Passage given =

If an "xyz" is already in the intern pool from some other code, then the literal might produce no new String object.
b) When new String s is created, the internal char[] is a copy of the interned"xyz" string.
c) That means, when the line executes, there is only one additional object created.
The fact is the "xyz" object will have been created as soon as the class loaded and before this code section was ever run.
...next scenario ...
2) There are three objects created by the code (including the interned "a")
String s1 = "a";
String s2 = "a";
String s3 = new String("a");
a) s1 and s2 are just referenced,not objects, and they point to the same String in memory.
b) The "a" is interned and is a compound object: one char[] object and the String object itself. It consisting of two objects in memory.
c) s3, new String("a") produces one more object. The new String("a") does not copy the char[] of "a", it only references it internally. Here is the method signature:
public String2(String original) {
this.value = original.value;
this.hash = original.hash;
}
One interned String ("a") equals 2 Objects. And one new String("a") equals one more object. Net effect from code is three objects.

Aim of the exercise = Pick up the Java string-creation explanation after its last sentence and continue it. The data after this point is separate from the Java string-creation explanation.

Information supplied =
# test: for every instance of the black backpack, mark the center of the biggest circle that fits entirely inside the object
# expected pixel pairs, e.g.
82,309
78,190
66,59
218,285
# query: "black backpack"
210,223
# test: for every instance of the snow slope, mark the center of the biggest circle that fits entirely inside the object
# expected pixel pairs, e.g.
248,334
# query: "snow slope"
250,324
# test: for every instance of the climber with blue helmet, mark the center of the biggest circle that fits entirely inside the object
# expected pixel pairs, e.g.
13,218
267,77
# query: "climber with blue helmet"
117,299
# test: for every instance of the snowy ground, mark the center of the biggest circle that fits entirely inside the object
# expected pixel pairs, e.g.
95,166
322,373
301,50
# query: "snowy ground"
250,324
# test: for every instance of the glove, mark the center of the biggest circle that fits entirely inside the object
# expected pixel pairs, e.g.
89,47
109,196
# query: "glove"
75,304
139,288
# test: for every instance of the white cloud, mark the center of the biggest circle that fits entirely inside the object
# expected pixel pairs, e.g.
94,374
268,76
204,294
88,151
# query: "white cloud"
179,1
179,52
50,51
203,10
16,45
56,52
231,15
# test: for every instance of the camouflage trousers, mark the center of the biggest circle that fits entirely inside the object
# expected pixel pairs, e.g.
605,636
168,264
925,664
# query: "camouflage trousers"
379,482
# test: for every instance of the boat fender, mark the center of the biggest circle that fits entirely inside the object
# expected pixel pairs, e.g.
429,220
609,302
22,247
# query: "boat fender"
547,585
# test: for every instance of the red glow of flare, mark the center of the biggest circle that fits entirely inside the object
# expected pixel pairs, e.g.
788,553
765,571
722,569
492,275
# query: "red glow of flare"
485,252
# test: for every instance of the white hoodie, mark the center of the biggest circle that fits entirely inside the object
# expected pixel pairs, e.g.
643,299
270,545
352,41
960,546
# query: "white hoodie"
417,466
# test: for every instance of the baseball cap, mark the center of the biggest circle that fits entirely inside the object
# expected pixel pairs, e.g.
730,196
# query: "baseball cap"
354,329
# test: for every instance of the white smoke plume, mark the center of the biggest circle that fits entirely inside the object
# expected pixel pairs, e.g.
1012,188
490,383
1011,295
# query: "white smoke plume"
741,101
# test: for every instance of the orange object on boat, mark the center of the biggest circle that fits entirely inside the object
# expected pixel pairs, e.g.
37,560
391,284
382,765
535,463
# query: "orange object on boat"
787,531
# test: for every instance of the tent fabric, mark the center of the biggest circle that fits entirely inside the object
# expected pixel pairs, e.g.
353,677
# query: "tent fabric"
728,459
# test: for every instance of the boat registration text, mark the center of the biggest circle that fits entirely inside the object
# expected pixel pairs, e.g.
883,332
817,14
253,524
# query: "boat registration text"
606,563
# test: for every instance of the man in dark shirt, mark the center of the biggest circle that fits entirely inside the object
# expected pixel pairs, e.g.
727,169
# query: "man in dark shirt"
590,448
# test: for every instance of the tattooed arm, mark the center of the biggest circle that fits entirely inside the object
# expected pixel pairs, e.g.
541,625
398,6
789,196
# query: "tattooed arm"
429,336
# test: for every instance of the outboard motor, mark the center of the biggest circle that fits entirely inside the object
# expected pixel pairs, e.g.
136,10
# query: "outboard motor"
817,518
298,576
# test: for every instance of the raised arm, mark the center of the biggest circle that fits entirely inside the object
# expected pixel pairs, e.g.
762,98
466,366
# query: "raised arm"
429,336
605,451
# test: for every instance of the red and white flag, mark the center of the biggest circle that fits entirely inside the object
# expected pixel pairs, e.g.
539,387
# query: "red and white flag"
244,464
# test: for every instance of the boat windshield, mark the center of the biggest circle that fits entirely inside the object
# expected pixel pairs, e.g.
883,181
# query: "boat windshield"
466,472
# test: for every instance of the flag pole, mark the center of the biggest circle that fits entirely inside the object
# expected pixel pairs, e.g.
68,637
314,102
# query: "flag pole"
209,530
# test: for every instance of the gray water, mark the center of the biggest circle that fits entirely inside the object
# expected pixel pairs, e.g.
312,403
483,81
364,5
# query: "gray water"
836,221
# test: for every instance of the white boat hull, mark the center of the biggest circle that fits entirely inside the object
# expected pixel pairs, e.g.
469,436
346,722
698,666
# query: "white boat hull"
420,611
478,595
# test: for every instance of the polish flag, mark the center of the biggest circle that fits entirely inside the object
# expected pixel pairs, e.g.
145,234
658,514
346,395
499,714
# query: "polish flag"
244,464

Result for this task =
Two objects will be created for this:
String s = new String("abc");
One in the heap and the other in the "string constant pool" (SCP). The reference s will pointing to s always, and GC is not allowed in the SCP area, so all objects on SCP will be destroyed automatically at the time of JVM shutdown.
For example:
Here by using a heap object reference we are getting the corresponding SCP object reference by call of intern()
String s1 = new String("abc");
String s2 = s1.intern(); // SCP object reference
System.out.println(s1==s2); // false
String s3 = "abc";
System.out.println(s2==s3); //True s3 reference to SCP object here
String s = new String("xyz");
The above line will create two object one is in heap and another is in String constant pool.
now if we do this
String s = new String("xyz");
String s1 ="xyz";
the above two statement will create two object.
The first line String s = new String("xyz");will create two object as mentioned
in 1st line and , When String s = "xyz";executes it checks in string constant pool if there is same content object is there or not, since the first line made an entry in string constant pool with "xyz" it returns the same reference and does not create other object.
What if we have these four line together as mentioned bellow.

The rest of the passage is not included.